-- AIM OF THE TASK --
Please extract the entire post about Cuba below, word for word.

-- READING TEXT --
····················
Monday, July 27, 2015

Re: [blind-democracy] Cuba opens DC embassy,, presses call to lift embargo

In 1959 I turned 24. I was single, sighted and working at a drapery
factory full time and doing free lance photography evenings and
weekends.
When Fulgencio Batista was ousted as Cuba's dictator, I cheered. I'd
been following the struggles of Fidel Castro and his rag tag Freedom
Fighters. I clearly remember the photographs of Fulgencio Batista's
palatial surroundings, with his closets filled to overflowing with
top-of-the-line clothing.
These photos were in contrast to the ones of little ragged children,
barefoot in the dusty back roads, playing in the open sewers and
living in shanty towns. And at the same time we saw the gay lights
and fancy casinos and five star hotels with the Americans dressed in
their finery, laughing and contented to look away from the squalor.
····················
Items from a dataset
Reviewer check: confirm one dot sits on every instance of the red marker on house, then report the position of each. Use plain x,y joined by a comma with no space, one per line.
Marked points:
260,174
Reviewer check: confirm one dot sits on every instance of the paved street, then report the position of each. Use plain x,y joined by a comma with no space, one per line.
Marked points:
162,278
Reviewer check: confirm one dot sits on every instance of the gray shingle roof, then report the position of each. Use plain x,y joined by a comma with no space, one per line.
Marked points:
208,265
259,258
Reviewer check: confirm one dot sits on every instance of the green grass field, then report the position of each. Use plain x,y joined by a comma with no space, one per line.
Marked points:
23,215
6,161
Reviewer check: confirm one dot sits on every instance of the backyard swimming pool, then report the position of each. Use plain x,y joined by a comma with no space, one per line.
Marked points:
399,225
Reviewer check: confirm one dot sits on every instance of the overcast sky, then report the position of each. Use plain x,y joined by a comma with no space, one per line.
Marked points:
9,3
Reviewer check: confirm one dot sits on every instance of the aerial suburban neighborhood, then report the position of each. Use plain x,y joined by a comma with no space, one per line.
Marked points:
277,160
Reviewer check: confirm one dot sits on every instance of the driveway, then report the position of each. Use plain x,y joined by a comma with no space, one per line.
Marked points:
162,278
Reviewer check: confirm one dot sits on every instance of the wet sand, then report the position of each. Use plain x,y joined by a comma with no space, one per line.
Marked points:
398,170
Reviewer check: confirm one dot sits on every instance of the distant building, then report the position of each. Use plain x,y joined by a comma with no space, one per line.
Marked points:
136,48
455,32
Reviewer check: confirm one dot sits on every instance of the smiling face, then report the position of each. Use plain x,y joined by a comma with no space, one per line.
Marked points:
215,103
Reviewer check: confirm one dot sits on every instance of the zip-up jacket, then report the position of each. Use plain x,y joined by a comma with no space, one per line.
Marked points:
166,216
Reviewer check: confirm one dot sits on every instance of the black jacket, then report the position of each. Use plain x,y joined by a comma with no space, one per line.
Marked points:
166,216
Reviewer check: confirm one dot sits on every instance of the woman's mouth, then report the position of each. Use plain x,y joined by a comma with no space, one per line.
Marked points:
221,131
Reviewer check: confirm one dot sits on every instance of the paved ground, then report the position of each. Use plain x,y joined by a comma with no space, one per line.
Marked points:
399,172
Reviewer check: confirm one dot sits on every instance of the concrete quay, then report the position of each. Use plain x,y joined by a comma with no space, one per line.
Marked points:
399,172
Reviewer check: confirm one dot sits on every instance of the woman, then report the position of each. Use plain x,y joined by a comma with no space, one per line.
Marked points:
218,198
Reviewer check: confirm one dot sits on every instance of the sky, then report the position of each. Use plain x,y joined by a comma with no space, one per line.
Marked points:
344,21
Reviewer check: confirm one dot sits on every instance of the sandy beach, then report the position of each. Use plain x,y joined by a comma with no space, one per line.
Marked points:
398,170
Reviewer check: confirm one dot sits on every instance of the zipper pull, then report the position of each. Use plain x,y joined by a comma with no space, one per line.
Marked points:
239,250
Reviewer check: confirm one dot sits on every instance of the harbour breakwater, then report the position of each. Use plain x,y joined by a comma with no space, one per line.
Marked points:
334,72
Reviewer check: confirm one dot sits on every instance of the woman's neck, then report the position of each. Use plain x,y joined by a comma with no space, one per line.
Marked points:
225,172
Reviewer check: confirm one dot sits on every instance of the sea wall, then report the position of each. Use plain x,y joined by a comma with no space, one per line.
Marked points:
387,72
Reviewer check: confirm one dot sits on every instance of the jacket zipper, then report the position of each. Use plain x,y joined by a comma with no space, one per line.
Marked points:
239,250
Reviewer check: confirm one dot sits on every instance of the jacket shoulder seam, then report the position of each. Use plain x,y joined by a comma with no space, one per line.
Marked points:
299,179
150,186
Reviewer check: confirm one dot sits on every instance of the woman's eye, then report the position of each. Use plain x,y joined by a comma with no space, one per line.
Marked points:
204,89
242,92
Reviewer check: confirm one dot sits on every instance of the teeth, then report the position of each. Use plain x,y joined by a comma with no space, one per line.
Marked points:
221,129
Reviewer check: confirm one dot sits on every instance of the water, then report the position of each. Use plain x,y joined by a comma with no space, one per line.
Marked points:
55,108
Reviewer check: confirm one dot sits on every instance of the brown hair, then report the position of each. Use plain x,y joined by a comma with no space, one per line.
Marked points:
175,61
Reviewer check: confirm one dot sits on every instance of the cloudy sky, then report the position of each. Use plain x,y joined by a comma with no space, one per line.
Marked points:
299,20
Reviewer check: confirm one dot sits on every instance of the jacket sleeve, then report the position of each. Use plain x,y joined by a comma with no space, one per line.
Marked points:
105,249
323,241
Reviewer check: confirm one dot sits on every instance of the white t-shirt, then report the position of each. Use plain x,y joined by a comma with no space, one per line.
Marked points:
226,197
····················
-- COMPLETED EXERCISE --
Monday, July 27, 2015

Re: [blind-democracy] Cuba opens DC embassy,, presses call to lift embargo

In 1959 I turned 24. I was single, sighted and working at a drapery
factory full time and doing free lance photography evenings and
weekends.
When Fulgencio Batista was ousted as Cuba's dictator, I cheered. I'd
been following the struggles of Fidel Castro and his rag tag Freedom
Fighters. I clearly remember the photographs of Fulgencio Batista's
palatial surroundings, with his closets filled to overflowing with
top-of-the-line clothing.
These photos were in contrast to the ones of little ragged children,
barefoot in the dusty back roads, playing in the open sewers and
living in shanty towns. And at the same time we saw the gay lights
and fancy casinos and five star hotels with the Americans dressed in
their finery, laughing and contented to look away from the squalor.